▶ **WHAT TO PRODUCE**: Continue the article below about the Valsad-Bhagat Ki Kothi Weekly Express train, picking up after its final line.

▶ **PASSAGE TO READ**:
"""
The 22991 / 22992 Valsad-Bhagat Ki Kothi Weekly Express is an express train belonging to Western Railway zone that runs between Valsad and Bhagat Ki Kothi in India. It is currently being operated with 22991/22992 train numbers on a weekly basis.

== Service==

The 22991 Valsad - Bhagat Ki Kothi Weekly Express has an average speed of 57 km/h and covers 754 km in 13h 10m.

The 22992 Bhagat Ki Kothi - Valsad Weekly Express has an average speed of 55 km/h and covers 754 km in 13h 30m.

== Route and halts ==

The important halts of the train are:

- '
- '

==Coach composite==

The train has LHB rakes with a maximum speed of 130 km/h. The train consists of 22 coaches:

- 2 AC II Tier
- 6 AC III Tier
- 8 Sleeper Coaches
- 4 General Unreserved
- 2 End-on Generator.
"""
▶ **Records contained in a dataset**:
"""
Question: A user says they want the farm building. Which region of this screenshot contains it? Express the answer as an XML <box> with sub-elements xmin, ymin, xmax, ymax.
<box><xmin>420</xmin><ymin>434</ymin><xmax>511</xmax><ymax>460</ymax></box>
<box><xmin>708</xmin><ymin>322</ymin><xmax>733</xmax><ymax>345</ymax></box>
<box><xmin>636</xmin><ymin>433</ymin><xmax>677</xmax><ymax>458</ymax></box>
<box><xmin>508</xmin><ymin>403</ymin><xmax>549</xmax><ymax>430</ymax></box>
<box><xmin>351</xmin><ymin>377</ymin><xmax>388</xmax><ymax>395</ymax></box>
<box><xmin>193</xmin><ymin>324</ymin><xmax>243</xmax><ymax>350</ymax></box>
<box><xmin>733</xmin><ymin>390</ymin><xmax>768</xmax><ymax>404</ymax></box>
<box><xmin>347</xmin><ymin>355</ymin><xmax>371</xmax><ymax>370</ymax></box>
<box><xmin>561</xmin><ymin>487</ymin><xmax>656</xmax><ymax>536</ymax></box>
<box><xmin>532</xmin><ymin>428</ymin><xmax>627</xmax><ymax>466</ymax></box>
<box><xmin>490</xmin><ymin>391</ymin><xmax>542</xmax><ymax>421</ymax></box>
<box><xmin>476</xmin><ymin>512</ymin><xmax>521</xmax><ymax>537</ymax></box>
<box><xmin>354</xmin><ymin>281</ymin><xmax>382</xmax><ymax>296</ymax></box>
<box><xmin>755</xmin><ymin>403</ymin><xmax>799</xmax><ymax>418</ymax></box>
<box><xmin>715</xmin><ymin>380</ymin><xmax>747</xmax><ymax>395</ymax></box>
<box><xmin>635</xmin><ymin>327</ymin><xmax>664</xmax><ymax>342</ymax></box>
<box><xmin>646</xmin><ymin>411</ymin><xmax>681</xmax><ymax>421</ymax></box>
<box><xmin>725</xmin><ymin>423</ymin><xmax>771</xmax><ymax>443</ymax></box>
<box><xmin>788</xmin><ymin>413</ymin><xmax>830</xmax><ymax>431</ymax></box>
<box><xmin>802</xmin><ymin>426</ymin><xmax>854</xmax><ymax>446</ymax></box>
"""
▶ **OUTPUT OF THE TASK**:
==Traction==

Both trains are hauled by a Valsad Loco Shed based WAP-7 electric locomotive from Valsad to Bhagat Ki Kothi and vice versa.

==Schedule==

| Train Number | Station Code | Departure Station | Departure Time | Departure Day | Arrival Station | Arrival Time | Arrival Day |
|---|---|---|---|---|---|---|---|
| 22991 | BL | Valsad | 18:30 PM | Tuesday | Bhagat Ki Kothi | 07:55 AM | Wednesday |
| 22992 | BGKT | Bhagat Ki Kothi | 18:50 PM | Wednesday | Valsad | 08:30 AM | Thursday |

== Rake sharing ==

The train shares its rake with 22909/22910 Valsad-Puri Superfast Express.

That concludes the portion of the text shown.